» **Task requirements**
Return every one of the rows below word for word, with no changes.

» **Records supplied**
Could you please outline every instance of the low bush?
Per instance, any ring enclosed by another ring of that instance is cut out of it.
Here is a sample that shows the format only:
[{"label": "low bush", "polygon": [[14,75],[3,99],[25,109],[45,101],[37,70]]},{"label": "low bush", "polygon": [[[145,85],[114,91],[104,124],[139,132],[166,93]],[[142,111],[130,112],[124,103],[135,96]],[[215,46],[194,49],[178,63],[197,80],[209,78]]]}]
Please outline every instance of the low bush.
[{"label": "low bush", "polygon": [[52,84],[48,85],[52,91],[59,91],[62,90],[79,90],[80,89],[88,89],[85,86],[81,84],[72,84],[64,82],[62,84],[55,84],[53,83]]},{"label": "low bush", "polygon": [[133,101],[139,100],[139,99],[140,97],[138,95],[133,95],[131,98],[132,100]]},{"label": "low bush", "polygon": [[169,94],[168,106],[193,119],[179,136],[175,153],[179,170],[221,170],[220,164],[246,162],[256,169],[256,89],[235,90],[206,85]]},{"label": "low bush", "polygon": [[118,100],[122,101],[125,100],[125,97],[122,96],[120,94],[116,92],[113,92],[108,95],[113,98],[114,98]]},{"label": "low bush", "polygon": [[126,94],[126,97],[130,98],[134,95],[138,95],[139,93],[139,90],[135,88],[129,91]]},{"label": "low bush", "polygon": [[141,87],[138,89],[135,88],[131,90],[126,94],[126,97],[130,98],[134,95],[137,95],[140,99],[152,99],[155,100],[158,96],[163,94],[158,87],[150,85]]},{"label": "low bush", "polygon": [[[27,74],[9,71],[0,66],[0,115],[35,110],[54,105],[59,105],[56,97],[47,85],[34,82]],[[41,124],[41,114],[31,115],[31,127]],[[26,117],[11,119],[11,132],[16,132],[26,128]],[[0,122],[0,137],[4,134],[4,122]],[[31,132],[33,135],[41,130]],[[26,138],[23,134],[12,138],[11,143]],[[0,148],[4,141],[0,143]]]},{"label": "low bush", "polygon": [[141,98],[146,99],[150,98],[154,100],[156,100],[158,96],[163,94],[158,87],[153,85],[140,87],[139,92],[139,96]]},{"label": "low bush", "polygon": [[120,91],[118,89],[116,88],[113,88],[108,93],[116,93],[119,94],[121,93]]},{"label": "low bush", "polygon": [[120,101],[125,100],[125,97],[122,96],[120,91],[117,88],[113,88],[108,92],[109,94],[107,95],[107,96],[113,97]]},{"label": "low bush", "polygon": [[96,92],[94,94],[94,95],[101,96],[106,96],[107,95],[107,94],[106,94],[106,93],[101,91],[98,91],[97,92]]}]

» **Worked answer**
Could you please outline every instance of the low bush?
Per instance, any ring enclosed by another ring of that instance is cut out of it.
Here is a sample that shows the format only:
[{"label": "low bush", "polygon": [[14,75],[3,99],[25,109],[45,101],[37,70]]},{"label": "low bush", "polygon": [[[145,85],[114,91],[104,124],[139,132],[166,93]],[[142,111],[130,112],[124,103],[135,96]],[[215,46],[194,49],[178,63],[197,80],[209,78]]]}]
Please outline every instance of the low bush.
[{"label": "low bush", "polygon": [[52,84],[48,85],[52,91],[59,91],[62,90],[79,90],[80,89],[88,89],[85,86],[81,84],[72,84],[64,82],[62,84],[55,84],[53,83]]},{"label": "low bush", "polygon": [[133,101],[139,100],[139,99],[140,97],[138,95],[133,95],[131,98],[132,100]]},{"label": "low bush", "polygon": [[169,94],[168,106],[193,119],[179,136],[175,153],[179,170],[221,170],[220,164],[246,162],[256,169],[256,89],[235,90],[206,85]]},{"label": "low bush", "polygon": [[118,100],[122,101],[125,100],[125,97],[122,96],[120,94],[116,92],[113,92],[108,95],[113,98],[114,98]]},{"label": "low bush", "polygon": [[126,94],[126,97],[130,98],[134,95],[138,95],[139,93],[139,90],[135,88],[129,91]]},{"label": "low bush", "polygon": [[141,87],[138,89],[135,88],[131,90],[126,94],[126,97],[130,98],[134,95],[137,95],[140,99],[152,99],[155,100],[158,96],[163,94],[158,87],[150,85]]},{"label": "low bush", "polygon": [[[27,74],[9,71],[0,66],[0,115],[35,110],[54,105],[59,105],[56,97],[47,85],[34,82]],[[41,124],[41,114],[31,115],[31,127]],[[26,117],[11,119],[11,132],[16,132],[26,128]],[[0,122],[0,137],[4,134],[4,122]],[[31,132],[33,135],[41,130]],[[26,138],[23,134],[12,138],[11,143]],[[0,148],[4,141],[0,143]]]},{"label": "low bush", "polygon": [[141,98],[146,99],[150,98],[154,100],[156,100],[158,96],[163,94],[158,87],[153,85],[140,87],[139,92],[139,96]]},{"label": "low bush", "polygon": [[120,91],[118,89],[116,88],[113,88],[108,93],[116,93],[119,94],[121,93]]},{"label": "low bush", "polygon": [[120,101],[125,100],[125,97],[122,96],[120,91],[117,88],[113,88],[108,92],[109,94],[107,95],[107,96],[113,97]]},{"label": "low bush", "polygon": [[96,92],[94,94],[94,95],[101,96],[106,96],[107,95],[107,94],[106,94],[106,93],[101,91],[98,91],[97,92]]}]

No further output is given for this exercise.